■ Texto de lectura:

La diligencia exigible al profesional no es solamente la de un buen padre de familia, sino también la ejecución óptima del servicio, expresión por la que debemos entender la implicación de la adecuada preparación profesional y el correcto y exquisito cumplimiento.
Desde que se reúnen en esta relación los atributos de validez y de perfeccionamiento, los contratantes quedan obligados en virtud del art. 1.258 CC al cumplimiento de lo pactado y, además, a todas las consecuencias que del vínculo contractual se deriven.
De este modo, la resolución unilateral puede conllevar la estimación de la pretensión de la parte perjudicada, caso de que la misma haya tenido lugar sin justa causa y sin respetar lo expresamente pactado, como por ejemplo se da en el caso analizado por la SAP de Madrid de 19 de octubre de 2010, en el que el letrado demandaba a su cliente por resolución unilateral carente de causa y por no respetar el plazo de preaviso mínimo que ambas partes habían convenido.
Contra la resolución de instancia que había resultado estimatoria de las pretensiones del letrado, recurrió la entidad demandada alegando la ausencia de cláusula penal en el contrato.

■ Datos proporcionados:
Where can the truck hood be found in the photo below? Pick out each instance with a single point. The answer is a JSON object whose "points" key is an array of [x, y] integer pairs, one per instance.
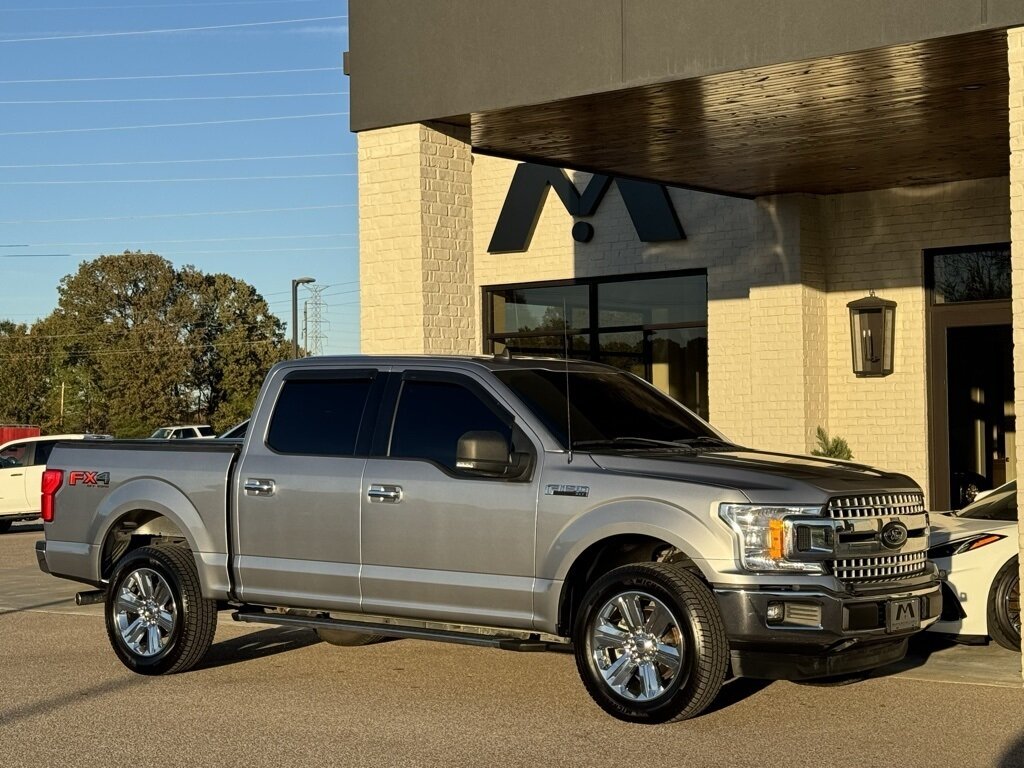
{"points": [[762, 476]]}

■ La tarea: Cita literalmente el texto de lectura, comenzando en "La diligencia exigible" y terminando en "y exquisito cumplimiento.". El listado es material aparte del texto de lectura.

■ Respuesta completa:
La diligencia exigible al profesional no es solamente la de un buen padre de familia, sino también la ejecución óptima del servicio, expresión por la que debemos entender la implicación de la adecuada preparación profesional y el correcto y exquisito cumplimiento.